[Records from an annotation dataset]
((

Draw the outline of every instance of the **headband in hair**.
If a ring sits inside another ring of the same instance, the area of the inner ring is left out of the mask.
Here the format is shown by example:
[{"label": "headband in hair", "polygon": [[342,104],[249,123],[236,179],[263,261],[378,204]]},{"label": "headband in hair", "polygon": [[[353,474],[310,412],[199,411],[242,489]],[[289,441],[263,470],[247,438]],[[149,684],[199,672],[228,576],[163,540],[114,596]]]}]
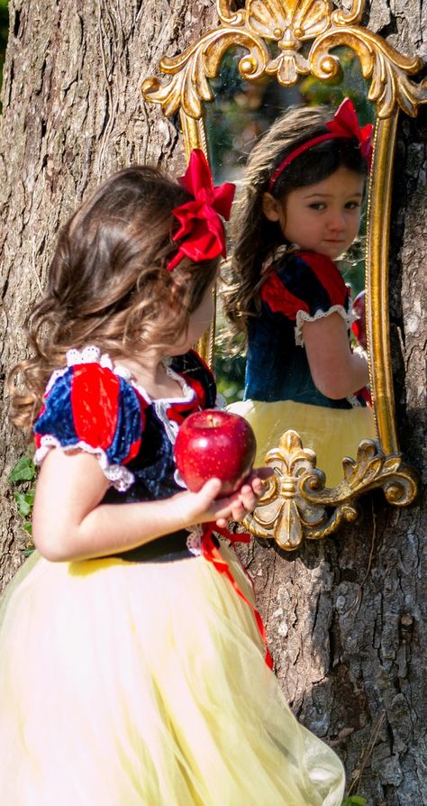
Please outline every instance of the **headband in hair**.
[{"label": "headband in hair", "polygon": [[326,124],[326,128],[328,129],[327,134],[319,134],[317,137],[312,137],[311,140],[303,142],[302,145],[294,149],[287,157],[285,157],[285,160],[283,160],[278,168],[276,169],[269,180],[268,191],[273,189],[279,176],[281,176],[285,169],[287,168],[296,157],[299,157],[304,151],[308,151],[314,145],[317,145],[319,142],[323,142],[326,140],[357,140],[360,153],[364,160],[366,160],[368,170],[370,170],[370,163],[372,160],[372,132],[374,127],[372,124],[368,124],[368,125],[363,126],[363,128],[360,129],[356,110],[350,98],[344,98],[335,112],[332,120],[328,121]]},{"label": "headband in hair", "polygon": [[195,262],[209,261],[219,254],[226,257],[225,233],[220,215],[226,221],[230,218],[236,189],[231,182],[214,187],[211,169],[200,149],[191,152],[188,168],[178,181],[194,200],[173,210],[180,227],[172,239],[178,248],[168,263],[169,271],[185,257]]}]

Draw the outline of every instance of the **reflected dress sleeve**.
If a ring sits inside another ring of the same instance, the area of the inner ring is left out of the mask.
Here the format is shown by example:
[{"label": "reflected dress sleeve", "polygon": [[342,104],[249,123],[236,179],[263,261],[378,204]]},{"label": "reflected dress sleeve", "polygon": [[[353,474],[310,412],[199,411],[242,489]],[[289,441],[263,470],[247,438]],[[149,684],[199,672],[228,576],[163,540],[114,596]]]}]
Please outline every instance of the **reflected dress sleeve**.
[{"label": "reflected dress sleeve", "polygon": [[335,263],[324,255],[298,252],[287,255],[261,289],[265,307],[295,323],[295,339],[303,342],[304,322],[338,313],[350,325],[349,289]]}]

))

→ **WRITTEN TASK**: Reproduce all of the material above word for word, but leave out the pictures.

→ **RESPONSE FOR THIS EXERCISE**:
Draw the outline of every instance of the **headband in hair**.
If a ring sits inside another ring of the same instance, the area of the inner ring is left out of the mask.
Here the format is shown by example:
[{"label": "headband in hair", "polygon": [[342,104],[249,123],[236,179],[263,261],[378,204]]},{"label": "headband in hair", "polygon": [[[353,474],[310,412],[199,411],[242,489]],[[289,441],[263,470],[247,438]],[[149,684],[199,672],[228,576],[163,540],[114,596]]]}]
Please outline every instance of the **headband in hair**.
[{"label": "headband in hair", "polygon": [[326,124],[326,128],[328,129],[327,134],[319,134],[317,137],[312,137],[311,140],[303,142],[302,145],[294,149],[287,157],[285,157],[285,160],[283,160],[278,168],[276,169],[269,180],[268,191],[273,189],[279,176],[281,176],[285,169],[287,168],[296,157],[299,157],[304,151],[308,151],[314,145],[317,145],[319,142],[323,142],[326,140],[357,140],[360,153],[364,160],[366,160],[368,170],[370,170],[370,163],[372,160],[372,132],[374,127],[372,124],[368,124],[368,125],[363,126],[363,128],[360,129],[356,110],[350,98],[344,98],[335,112],[332,120],[328,121]]},{"label": "headband in hair", "polygon": [[195,262],[209,261],[219,254],[226,257],[225,233],[220,215],[226,221],[230,218],[236,189],[231,182],[214,187],[211,169],[200,149],[191,152],[188,168],[178,181],[194,200],[173,210],[180,227],[172,239],[178,248],[168,263],[169,271],[185,257]]}]

Draw the outline of every instance of the **reflected dress sleeve**.
If a ring sits inside another ring of the same instance, the area of the inner ring is left out of the mask.
Here the format is shown by example:
[{"label": "reflected dress sleeve", "polygon": [[342,104],[249,123],[236,179],[263,261],[378,204]]},{"label": "reflected dress sleeve", "polygon": [[[353,474],[310,412],[199,411],[242,489]],[[289,441],[263,470],[247,438]],[[149,684],[199,672],[228,576],[163,540],[114,596]]]}]
Please outline every instance of the **reflected dress sleeve**.
[{"label": "reflected dress sleeve", "polygon": [[335,263],[324,255],[298,252],[287,255],[261,289],[265,307],[295,323],[295,339],[303,342],[304,322],[338,313],[350,325],[349,289]]}]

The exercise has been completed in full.